Hey Jim you can come down an try my Mickeys out if you have big feet 12 or 13's. I had a tendon repaired on my foot and im in a cast shoe for the winter.No fishing for me this year again .There great but heavey you don't need them if you got a floor in your shanty.
Fred


----------



## Jigging Jim (Apr 3, 2010)

Redear said:


> Hey Jim you can come down an try my Mickeys out if you have big feet 12 or 13's. I had a tendon repaired on my foot and im in a cast shoe for the winter.No fishing for me this year again .There great but heavey you don't need them if you got a floor in your shanty.
> Fred


I wear a size 10 shoe - but thank you for the offer!


----------



## FISHIN 2 (Jun 22, 2005)

Has anyone ever actually weighed one of these type boots. Heck, my 800 gram pac boots weigh 3 lbs each. Would be interested as I'm considering a pair myself.Thanks, Mike


----------



## Tailchaser (Feb 5, 2009)

If I get a chance I will dig them out of the garage & weigh them. I have had some health issues & haven't been out lately. I was thinking of going out mid-week & punching a few holes. They are talking about some pretty heavy snow here in N/W Ohio tues. or weds. One of these suckers is going to hit us. We have been real lucky so far.


----------



## Ruminator (Apr 6, 2004)

Thanks for all of the help and considerations guys.

Fred, thank-you for the offer to try your boots on. I also wear a size 10-10 1/2, but I may just give you a call some time this winter and come down just to visit a while. Its been a while since our last one.
Sorry to hear you're laid up, I guess it could be for a worse reason though.


----------



## Daego Doug (May 31, 2009)

Rumi,i also wear your size and bought a pair of size 11.going on year two now and love them.They are the best and will not be too hot on a shanty with floor.Im not to far from you,PM me and stop over to try them out if you like.


----------



## Ruminator (Apr 6, 2004)

Thanks for your offer Doug, I may take you up on it. 
Any idea what the pair of them weigh?

With bad knees for years(cartilages tore up), weight makes a difference for me.


----------



## Daego Doug (May 31, 2009)

Jim,I just put them on the scale.6lbs even.
Mine are the black with the valve


----------



## Ruminator (Apr 6, 2004)

For the heck of it I just weighed my pac boots - they tipped the scale at 11lbs.


----------



## quackpot (May 17, 2009)

I have the same boots as snake and I love them. Bought Darris a pair of boots that are 1500 thinsulate and he hasn't said anything about cood feet since.


----------



## FISHIN 2 (Jun 22, 2005)

_Given records_:

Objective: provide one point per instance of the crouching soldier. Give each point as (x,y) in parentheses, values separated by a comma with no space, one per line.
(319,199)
--
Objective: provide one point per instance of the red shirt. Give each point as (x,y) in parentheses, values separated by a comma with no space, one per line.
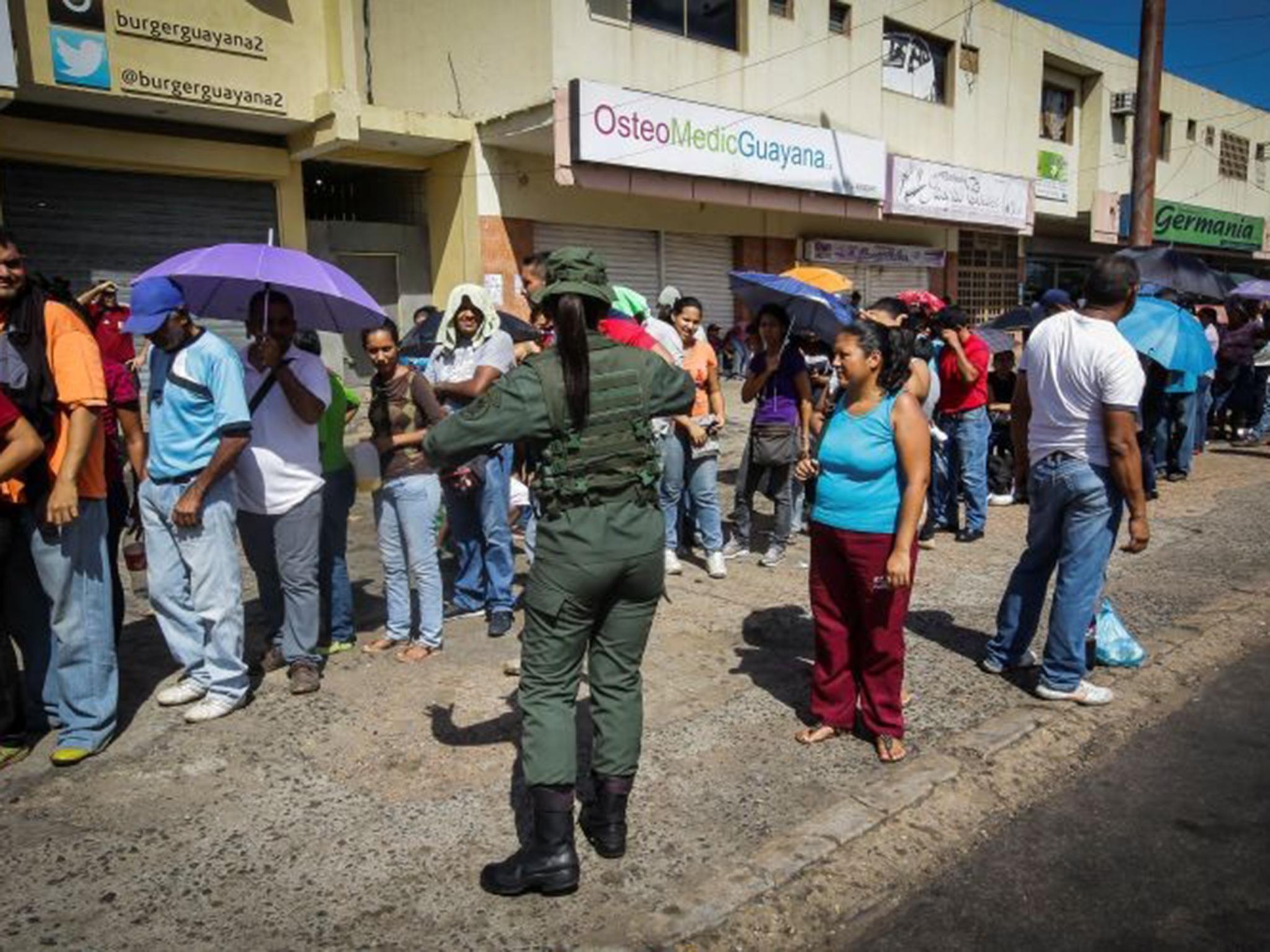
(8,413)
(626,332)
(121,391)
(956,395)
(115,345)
...
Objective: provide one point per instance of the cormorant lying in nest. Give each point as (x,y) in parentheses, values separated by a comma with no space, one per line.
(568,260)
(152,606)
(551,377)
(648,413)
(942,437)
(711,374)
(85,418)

_Instruction 1_:
Reproduce a passage from the boot forum thread word for word, beginning with the words "If I get a chance" and stopping after the words "lucky so far.".
_Instruction 2_:
List each line of the entries that contains the word "shirt", matching case exactly.

_Full answer 1_:
If I get a chance I will dig them out of the garage & weigh them. I have had some health issues & haven't been out lately. I was thinking of going out mid-week & punching a few holes. They are talking about some pretty heavy snow here in N/W Ohio tues. or weds. One of these suckers is going to hit us. We have been real lucky so far.

_Full answer 2_:
Objective: provide one point per instance of the red shirt. Give each point as (x,y) in parentheses, values separated by a comma with no space, one per line.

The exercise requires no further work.